* **ARBEITSANWEISUNG**
Stelle sämtliche Zeilen der folgenden Datensätze als Markdown-Tabelle mit den Spalten „Nr“ für die fortlaufende Zeilennummer und „Zeile“ für den Zeilentext dar. Leerzeilen und Bilder kommen nicht in die Antwort.

* **BEREITGESTELLTE DATENSÄTZE**

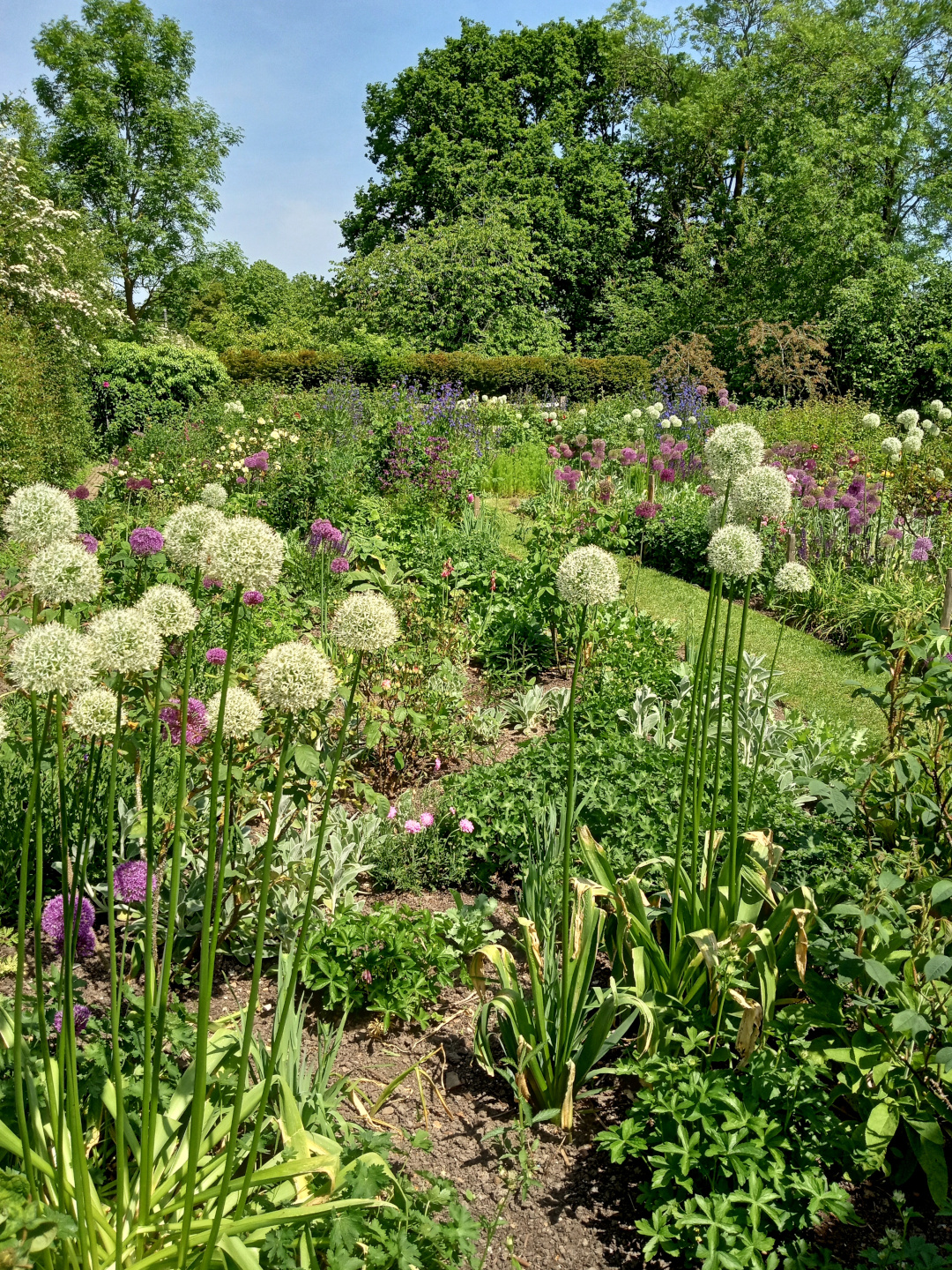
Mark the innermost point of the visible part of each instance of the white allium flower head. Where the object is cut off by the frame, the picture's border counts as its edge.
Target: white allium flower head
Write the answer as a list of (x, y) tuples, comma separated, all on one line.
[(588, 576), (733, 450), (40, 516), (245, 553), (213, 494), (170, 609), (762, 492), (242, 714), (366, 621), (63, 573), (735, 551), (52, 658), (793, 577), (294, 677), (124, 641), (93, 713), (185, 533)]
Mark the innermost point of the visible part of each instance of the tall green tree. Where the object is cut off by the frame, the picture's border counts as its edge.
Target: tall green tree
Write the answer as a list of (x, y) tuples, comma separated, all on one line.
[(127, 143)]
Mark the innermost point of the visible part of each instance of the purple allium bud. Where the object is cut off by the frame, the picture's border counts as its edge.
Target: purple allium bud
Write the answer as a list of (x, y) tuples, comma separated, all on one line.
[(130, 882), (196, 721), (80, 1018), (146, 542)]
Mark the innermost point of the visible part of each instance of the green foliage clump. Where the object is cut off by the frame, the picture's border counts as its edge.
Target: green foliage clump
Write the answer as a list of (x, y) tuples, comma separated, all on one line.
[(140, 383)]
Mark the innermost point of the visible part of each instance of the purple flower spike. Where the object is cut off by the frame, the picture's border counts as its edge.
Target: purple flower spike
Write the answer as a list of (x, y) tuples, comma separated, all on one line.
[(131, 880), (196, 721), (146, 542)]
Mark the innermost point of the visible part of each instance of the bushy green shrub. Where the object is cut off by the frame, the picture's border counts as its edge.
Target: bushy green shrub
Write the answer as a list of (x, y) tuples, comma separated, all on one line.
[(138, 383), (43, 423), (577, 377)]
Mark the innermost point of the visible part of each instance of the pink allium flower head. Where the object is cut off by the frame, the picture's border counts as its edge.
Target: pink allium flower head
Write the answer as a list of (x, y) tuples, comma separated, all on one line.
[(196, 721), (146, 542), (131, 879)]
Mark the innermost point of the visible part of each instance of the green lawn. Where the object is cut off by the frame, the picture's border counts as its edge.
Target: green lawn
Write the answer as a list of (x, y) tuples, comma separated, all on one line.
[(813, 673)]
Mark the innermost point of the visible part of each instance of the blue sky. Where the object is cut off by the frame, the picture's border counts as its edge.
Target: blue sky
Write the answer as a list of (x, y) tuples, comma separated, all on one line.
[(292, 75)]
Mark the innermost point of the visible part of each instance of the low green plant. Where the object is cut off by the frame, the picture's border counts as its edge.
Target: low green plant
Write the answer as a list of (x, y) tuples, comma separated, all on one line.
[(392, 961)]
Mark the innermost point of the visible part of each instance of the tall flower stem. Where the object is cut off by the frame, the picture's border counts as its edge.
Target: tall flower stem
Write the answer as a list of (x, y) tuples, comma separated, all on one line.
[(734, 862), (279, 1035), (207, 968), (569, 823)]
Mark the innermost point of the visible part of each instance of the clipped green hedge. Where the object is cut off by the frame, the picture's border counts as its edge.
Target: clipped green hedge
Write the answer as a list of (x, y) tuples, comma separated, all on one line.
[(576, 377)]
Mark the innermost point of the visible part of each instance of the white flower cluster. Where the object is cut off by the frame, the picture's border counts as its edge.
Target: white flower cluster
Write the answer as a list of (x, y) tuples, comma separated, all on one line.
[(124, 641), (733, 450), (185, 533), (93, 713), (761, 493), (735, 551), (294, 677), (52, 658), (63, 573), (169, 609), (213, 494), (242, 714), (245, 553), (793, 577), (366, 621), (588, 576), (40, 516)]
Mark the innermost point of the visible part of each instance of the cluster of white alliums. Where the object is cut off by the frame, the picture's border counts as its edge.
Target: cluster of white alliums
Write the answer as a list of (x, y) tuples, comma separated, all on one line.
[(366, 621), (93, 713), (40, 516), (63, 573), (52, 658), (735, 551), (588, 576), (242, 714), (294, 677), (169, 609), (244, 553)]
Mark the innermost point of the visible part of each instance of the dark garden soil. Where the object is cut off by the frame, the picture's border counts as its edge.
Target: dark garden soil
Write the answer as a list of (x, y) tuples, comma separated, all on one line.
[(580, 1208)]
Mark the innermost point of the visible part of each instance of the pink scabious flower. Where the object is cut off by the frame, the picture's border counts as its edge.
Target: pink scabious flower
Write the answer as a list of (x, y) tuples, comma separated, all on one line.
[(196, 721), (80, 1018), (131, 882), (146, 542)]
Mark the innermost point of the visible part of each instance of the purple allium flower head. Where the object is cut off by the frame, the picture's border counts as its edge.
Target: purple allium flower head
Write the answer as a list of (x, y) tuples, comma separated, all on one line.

* **ERGEBNIS**
| Nr | Zeile |
|---|---|
| 1 | Mark the innermost point of the visible part of each instance of the white allium flower head. Where the object is cut off by the frame, the picture's border counts as its edge. |
| 2 | Target: white allium flower head |
| 3 | Write the answer as a list of (x, y) tuples, comma separated, all on one line. |
| 4 | [(588, 576), (733, 450), (40, 516), (245, 553), (213, 494), (170, 609), (762, 492), (242, 714), (366, 621), (63, 573), (735, 551), (52, 658), (793, 577), (294, 677), (124, 641), (93, 713), (185, 533)] |
| 5 | Mark the innermost point of the visible part of each instance of the tall green tree. Where the object is cut off by the frame, the picture's border counts as its edge. |
| 6 | Target: tall green tree |
| 7 | Write the answer as a list of (x, y) tuples, comma separated, all on one line. |
| 8 | [(127, 143)] |
| 9 | Mark the innermost point of the visible part of each instance of the purple allium bud. Where the object is cut off by the frame, the picture's border counts as its edge. |
| 10 | Target: purple allium bud |
| 11 | Write the answer as a list of (x, y) tuples, comma separated, all on one line. |
| 12 | [(130, 882), (196, 721), (80, 1018), (146, 542)] |
| 13 | Mark the innermost point of the visible part of each instance of the green foliage clump. Where the object is cut off by the frame, the picture's border counts as its edge. |
| 14 | Target: green foliage clump |
| 15 | Write the answer as a list of (x, y) tuples, comma separated, all on one line. |
| 16 | [(140, 383)] |
| 17 | Mark the innermost point of the visible part of each instance of the purple flower spike. Where the object is cut off by the frame, the picture's border counts as its edge. |
| 18 | Target: purple flower spike |
| 19 | Write the answer as a list of (x, y) tuples, comma separated, all on one line. |
| 20 | [(131, 880), (196, 721), (146, 542)] |
| 21 | Mark the innermost point of the visible part of each instance of the bushy green shrub. Where the object is cut off by the frame, the picture's border counts as its edge. |
| 22 | Target: bushy green shrub |
| 23 | Write the answer as a list of (x, y) tuples, comma separated, all on one line. |
| 24 | [(138, 383), (43, 423), (577, 377)] |
| 25 | Mark the innermost point of the visible part of each instance of the pink allium flower head. Where the object is cut off by the frame, the picture's border counts as its edge. |
| 26 | Target: pink allium flower head |
| 27 | Write the answer as a list of (x, y) tuples, comma separated, all on one line. |
| 28 | [(196, 721), (146, 542), (131, 879)] |
| 29 | Mark the innermost point of the visible part of each instance of the green lawn. Where the object is cut off by the frame, the picture's border counts as its edge. |
| 30 | Target: green lawn |
| 31 | Write the answer as a list of (x, y) tuples, comma separated, all on one line. |
| 32 | [(813, 673)] |
| 33 | Mark the innermost point of the visible part of each instance of the blue sky. Where the object is cut off by the frame, the picture's border counts as its edge. |
| 34 | Target: blue sky |
| 35 | Write the answer as a list of (x, y) tuples, comma separated, all on one line. |
| 36 | [(292, 75)] |
| 37 | Mark the innermost point of the visible part of each instance of the low green plant. Where the object is cut off by the frame, the picture's border counts as its edge. |
| 38 | Target: low green plant |
| 39 | Write the answer as a list of (x, y) tuples, comma separated, all on one line. |
| 40 | [(392, 961)] |
| 41 | Mark the innermost point of the visible part of each instance of the tall flower stem. Where the object is cut off by the frame, the picture's border counts as its edge. |
| 42 | Target: tall flower stem |
| 43 | Write the answer as a list of (x, y) tuples, comma separated, all on one line. |
| 44 | [(734, 862), (279, 1035), (207, 968), (569, 823)] |
| 45 | Mark the innermost point of the visible part of each instance of the clipped green hedge. Where the object is cut off by the frame, the picture's border counts as its edge. |
| 46 | Target: clipped green hedge |
| 47 | Write the answer as a list of (x, y) tuples, comma separated, all on one line. |
| 48 | [(576, 377)] |
| 49 | Mark the innermost point of the visible part of each instance of the white flower cluster. Where the object is cut off by the frame, the picture's border counts as its edge. |
| 50 | Target: white flower cluster |
| 51 | Write the answer as a list of (x, y) tuples, comma separated, all on one line. |
| 52 | [(124, 641), (733, 450), (185, 533), (93, 713), (761, 493), (735, 551), (294, 677), (52, 658), (63, 573), (169, 609), (213, 494), (242, 714), (245, 553), (793, 577), (366, 621), (588, 576), (40, 516)] |
| 53 | Mark the innermost point of the visible part of each instance of the cluster of white alliums. Where the object is cut off by the frame, the picture's border counts as its edge. |
| 54 | Target: cluster of white alliums |
| 55 | Write the answer as a list of (x, y) tuples, comma separated, all on one line. |
| 56 | [(366, 621), (93, 713), (40, 516), (63, 573), (52, 658), (735, 551), (588, 576), (242, 714), (294, 677), (169, 609), (244, 553)] |
| 57 | Mark the innermost point of the visible part of each instance of the dark garden soil. Where the object is cut off by the frame, the picture's border counts as its edge. |
| 58 | Target: dark garden soil |
| 59 | Write the answer as a list of (x, y) tuples, comma separated, all on one line. |
| 60 | [(580, 1208)] |
| 61 | Mark the innermost point of the visible part of each instance of the pink scabious flower. Where the object is cut off by the frame, the picture's border counts as its edge. |
| 62 | Target: pink scabious flower |
| 63 | Write the answer as a list of (x, y) tuples, comma separated, all on one line. |
| 64 | [(196, 721), (80, 1018), (131, 882), (146, 542)] |
| 65 | Mark the innermost point of the visible part of each instance of the purple allium flower head. Where the object is cut off by the frame, the picture's border counts as its edge. |
| 66 | Target: purple allium flower head |
| 67 | Write the answer as a list of (x, y) tuples, comma separated, all on one line. |